▶ **ACTIVITY LIST**:
**a)** Please answer these questions from the Oscar-night article, one answer per line:
(i) How long did last year's Academy Awards ceremonies run?
(ii) Between which two islands does the Loganair flight travel?
(iii) Who plays Tiberius in Caligula?
**b)** Decide whether each statement agrees with the Oscar-night article. Answer yes or no, and quote the words that decide it.
(i) The 2002 broadcast lasted four hours and 20 minutes.
(ii) The writer spent last month's Super Bowl watching the game at home.
(iii) Dr. Sivakumar Varma advises waiting 210 minutes between dinner and sleep.
**c)** Copy out the Oscar-night article from "According to Ayurvedic" up to and including "70 three-minute eggs.".

▶ **SOURCE PASSAGE**:

The night of the Oscars, after the Super Bowl, is my favorite American holiday. Traditionally, I observe both occasions by going out while everyone else is hunkered down in their darkened living rooms, unaware of the world beyond. As the rest of the country watched Seattle dominate Denver last month, my wife and I enjoyed having an entire movie theater to ourselves for a screening of Nebraska. It’s not often you can put your feet up at Lincoln Center Plaza.
The Academy Awards telecast is not quite an all-day affair, but it still runs long. Last year’s ceremonies clocked in at three hours and 35 minutes, while the record-setting 2002 broadcast stretched to four hours and 20 minutes—a well-executed joke from some pothead producer, no doubt.
Even if they manage to wrap it up on the early side, there’s plenty you can do in the time it takes to get from the red carpet to the Best Picture envelope.
Some modest suggestions:
1) Watch the fabled 210-minute cut of Caligula (1979).
You can watch live footage of Oscar-winners clapping for other Oscar-winners, or you can watch the extended edition of the most costly porno ever produced.
It features a screenplay from Gore Vidal, gratuitous scenes of Roman sex/violence shot by Penthouse’s founder, and perennial Oscar loser Peter O’Toole as the leprous Tiberius. Plus, a sometimes-nude young Helen Mirren!
2) Fly back and forth between two Scottish isles—134 times.
Loganair offers what’s considered the shortest regular commercial flight on the planet: a jump between the Orkney Islands of Westray and Papa Westray that can last as little as 47 seconds, start to finish. Sure, it might get a little nauseating after your 50th round trip, but you really can’t beat that view of, uh, some fields.
3) Write a 3,000-word essay.
Just know that you may not be pleased with the result.
4) Wait in line for a ride at Disneyland.
No Fastpass, no problem. We can’t promise that the actual ride is any good, however.
5) Go on a diet.
According to Ayurvedic physician Dr. Sivakumar Varma, you can greatly improve your health by waiting 210 minutes between eating dinner and going to sleep—that way your digestive tract has adequate time to do its thing. How you actually spend that period is up to you: staring hungrily at food, I guess.
6) Cook 70 three-minute eggs.

▶ **INFORMATION PROVIDED**:
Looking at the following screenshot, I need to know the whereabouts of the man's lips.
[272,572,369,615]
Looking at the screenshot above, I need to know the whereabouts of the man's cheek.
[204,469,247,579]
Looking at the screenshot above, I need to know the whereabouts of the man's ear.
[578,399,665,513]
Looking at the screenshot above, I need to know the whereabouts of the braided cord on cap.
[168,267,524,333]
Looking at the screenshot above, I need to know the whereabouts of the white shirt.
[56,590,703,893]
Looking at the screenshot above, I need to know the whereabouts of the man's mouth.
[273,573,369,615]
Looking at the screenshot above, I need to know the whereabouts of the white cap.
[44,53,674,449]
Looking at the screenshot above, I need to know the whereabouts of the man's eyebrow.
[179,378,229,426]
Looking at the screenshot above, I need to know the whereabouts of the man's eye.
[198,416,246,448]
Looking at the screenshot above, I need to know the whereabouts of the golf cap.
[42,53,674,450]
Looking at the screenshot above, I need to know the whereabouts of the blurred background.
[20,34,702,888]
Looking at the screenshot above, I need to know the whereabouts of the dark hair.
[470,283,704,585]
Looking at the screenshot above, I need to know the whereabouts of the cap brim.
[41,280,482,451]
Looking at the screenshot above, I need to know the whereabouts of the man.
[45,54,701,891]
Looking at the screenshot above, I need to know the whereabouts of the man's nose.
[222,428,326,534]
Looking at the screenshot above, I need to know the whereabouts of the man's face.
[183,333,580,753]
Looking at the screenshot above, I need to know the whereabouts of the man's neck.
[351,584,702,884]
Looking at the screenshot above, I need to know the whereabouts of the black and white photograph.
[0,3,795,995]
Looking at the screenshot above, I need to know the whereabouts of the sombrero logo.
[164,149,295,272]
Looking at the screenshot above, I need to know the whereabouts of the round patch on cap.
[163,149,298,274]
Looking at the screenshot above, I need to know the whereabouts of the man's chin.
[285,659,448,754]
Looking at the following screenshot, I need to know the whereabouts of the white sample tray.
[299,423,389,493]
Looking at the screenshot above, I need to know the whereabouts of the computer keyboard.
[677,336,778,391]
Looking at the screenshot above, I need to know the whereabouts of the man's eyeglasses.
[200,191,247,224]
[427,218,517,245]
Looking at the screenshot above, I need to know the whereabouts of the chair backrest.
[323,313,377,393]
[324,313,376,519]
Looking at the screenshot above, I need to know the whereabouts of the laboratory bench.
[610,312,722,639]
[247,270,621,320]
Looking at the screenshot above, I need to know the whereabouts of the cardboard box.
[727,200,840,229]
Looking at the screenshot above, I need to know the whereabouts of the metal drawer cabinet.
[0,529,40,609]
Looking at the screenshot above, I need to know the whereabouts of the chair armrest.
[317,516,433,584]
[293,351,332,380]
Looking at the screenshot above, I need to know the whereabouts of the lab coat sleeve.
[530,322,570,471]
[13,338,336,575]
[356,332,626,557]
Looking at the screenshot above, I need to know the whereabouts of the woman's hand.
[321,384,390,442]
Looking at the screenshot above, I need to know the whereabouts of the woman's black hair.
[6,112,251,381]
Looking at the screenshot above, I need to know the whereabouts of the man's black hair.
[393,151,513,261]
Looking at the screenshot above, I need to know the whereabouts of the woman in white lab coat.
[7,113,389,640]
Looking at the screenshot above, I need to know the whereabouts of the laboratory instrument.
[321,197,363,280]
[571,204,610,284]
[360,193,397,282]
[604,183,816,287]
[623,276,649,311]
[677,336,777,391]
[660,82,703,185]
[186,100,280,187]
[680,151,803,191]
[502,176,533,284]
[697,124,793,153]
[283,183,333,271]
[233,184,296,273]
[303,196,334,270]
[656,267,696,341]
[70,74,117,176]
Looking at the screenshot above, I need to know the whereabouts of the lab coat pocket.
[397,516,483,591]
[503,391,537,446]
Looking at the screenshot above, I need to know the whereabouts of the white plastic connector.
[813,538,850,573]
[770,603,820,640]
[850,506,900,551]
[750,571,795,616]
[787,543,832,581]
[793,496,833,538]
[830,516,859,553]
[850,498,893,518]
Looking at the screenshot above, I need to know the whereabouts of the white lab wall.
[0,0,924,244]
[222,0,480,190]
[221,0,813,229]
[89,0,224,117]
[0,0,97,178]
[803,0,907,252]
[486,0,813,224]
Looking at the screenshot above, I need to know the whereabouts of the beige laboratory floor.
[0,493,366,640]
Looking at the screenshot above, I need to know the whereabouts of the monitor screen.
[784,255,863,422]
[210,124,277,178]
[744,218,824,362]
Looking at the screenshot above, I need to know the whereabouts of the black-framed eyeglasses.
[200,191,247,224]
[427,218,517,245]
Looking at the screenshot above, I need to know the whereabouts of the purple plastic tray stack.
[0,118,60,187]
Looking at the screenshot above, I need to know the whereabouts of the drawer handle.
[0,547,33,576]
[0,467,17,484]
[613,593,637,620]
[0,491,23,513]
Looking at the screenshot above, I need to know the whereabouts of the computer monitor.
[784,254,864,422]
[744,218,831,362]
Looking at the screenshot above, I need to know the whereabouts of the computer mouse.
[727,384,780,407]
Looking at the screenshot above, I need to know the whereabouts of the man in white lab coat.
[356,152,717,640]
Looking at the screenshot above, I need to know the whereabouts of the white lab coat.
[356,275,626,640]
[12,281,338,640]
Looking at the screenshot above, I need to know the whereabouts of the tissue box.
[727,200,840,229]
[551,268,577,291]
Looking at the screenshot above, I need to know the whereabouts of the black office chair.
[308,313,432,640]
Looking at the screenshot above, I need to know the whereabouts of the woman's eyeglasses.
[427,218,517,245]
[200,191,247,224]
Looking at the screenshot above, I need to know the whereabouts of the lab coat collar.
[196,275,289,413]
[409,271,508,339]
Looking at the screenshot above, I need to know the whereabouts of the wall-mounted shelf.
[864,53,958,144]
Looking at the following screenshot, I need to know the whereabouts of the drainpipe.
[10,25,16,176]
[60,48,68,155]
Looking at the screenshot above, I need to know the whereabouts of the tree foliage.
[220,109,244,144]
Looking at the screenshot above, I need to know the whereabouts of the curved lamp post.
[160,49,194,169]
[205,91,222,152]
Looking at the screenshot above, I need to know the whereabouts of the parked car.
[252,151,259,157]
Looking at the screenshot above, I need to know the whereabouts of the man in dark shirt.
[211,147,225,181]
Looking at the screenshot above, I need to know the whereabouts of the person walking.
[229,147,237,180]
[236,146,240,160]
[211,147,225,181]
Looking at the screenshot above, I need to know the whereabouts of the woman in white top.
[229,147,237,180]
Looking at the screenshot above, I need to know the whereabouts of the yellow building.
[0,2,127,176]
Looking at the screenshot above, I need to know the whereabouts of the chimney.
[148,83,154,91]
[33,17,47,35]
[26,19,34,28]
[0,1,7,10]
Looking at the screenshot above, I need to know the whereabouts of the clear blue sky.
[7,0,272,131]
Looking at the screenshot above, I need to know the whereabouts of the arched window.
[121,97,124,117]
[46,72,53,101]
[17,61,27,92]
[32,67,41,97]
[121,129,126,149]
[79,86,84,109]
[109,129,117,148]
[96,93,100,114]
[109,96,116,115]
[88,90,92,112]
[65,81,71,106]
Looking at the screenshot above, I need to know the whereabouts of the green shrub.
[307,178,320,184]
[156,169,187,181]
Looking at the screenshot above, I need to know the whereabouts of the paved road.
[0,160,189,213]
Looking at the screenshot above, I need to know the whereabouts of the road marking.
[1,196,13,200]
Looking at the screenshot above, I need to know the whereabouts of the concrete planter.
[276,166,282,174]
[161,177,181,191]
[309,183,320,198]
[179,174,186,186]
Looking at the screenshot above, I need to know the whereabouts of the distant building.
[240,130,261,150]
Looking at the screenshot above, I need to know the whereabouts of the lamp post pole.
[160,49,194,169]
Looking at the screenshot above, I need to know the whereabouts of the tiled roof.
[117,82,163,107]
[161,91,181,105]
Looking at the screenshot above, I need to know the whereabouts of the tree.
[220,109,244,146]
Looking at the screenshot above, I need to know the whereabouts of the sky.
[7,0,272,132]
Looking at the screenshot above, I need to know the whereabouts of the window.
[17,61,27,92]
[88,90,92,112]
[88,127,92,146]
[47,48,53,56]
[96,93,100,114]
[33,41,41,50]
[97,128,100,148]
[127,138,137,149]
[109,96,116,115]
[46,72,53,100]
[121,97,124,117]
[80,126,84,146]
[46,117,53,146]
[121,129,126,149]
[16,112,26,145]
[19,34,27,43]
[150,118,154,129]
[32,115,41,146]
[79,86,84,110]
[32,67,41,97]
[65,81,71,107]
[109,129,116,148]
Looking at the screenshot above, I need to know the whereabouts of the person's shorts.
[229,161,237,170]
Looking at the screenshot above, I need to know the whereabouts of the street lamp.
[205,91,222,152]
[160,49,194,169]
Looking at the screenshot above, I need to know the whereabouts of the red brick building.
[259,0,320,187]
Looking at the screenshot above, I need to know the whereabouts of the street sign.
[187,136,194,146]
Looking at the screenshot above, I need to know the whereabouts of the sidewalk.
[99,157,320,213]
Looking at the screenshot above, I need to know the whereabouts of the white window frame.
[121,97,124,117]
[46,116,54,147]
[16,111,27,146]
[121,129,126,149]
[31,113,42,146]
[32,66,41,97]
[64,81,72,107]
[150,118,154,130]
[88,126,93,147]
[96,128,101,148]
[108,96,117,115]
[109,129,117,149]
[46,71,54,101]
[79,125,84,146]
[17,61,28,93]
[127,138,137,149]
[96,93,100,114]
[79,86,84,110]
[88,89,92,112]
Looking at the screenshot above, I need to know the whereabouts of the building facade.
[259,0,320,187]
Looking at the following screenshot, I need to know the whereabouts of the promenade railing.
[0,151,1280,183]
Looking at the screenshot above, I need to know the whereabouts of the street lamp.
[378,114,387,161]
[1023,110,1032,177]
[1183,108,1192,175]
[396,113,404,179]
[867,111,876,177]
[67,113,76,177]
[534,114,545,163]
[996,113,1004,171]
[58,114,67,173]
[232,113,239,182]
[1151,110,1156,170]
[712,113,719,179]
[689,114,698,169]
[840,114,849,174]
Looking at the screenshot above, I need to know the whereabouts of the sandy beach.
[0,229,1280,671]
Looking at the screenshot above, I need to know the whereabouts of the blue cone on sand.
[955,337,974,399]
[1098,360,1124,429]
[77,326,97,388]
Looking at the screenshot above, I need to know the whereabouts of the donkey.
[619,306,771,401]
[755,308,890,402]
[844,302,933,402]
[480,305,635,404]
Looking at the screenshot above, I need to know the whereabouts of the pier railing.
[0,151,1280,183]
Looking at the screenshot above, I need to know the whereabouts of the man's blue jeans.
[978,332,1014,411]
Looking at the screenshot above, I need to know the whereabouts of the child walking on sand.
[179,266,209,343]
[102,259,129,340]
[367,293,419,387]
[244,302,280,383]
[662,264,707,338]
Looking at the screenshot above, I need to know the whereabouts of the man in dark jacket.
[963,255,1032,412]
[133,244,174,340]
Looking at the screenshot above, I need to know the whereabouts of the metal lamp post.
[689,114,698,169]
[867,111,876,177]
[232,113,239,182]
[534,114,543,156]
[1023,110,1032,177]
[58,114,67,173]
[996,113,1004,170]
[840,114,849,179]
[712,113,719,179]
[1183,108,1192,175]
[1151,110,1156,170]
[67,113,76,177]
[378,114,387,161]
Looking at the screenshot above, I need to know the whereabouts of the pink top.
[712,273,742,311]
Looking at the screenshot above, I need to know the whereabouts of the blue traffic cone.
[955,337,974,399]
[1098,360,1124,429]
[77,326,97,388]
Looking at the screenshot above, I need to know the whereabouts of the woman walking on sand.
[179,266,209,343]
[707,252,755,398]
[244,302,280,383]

▶ **ANSWER LIST**:
**a)**
(i) Three hours and 35 minutes
(ii) Westray and Papa Westray
(iii) Peter O'Toole

**b)**
(i) Yes: "the record-setting 2002 broadcast stretched to four hours and 20 minutes"
(ii) No: "my wife and I enjoyed having an entire movie theater to ourselves for a screening of Nebraska"
(iii) Yes: "you can greatly improve your health by waiting 210 minutes between eating dinner and going to sleep"

**c)**
According to Ayurvedic physician Dr. Sivakumar Varma, you can greatly improve your health by waiting 210 minutes between eating dinner and going to sleep—that way your digestive tract has adequate time to do its thing. How you actually spend that period is up to you: staring hungrily at food, I guess.
6) Cook 70 three-minute eggs.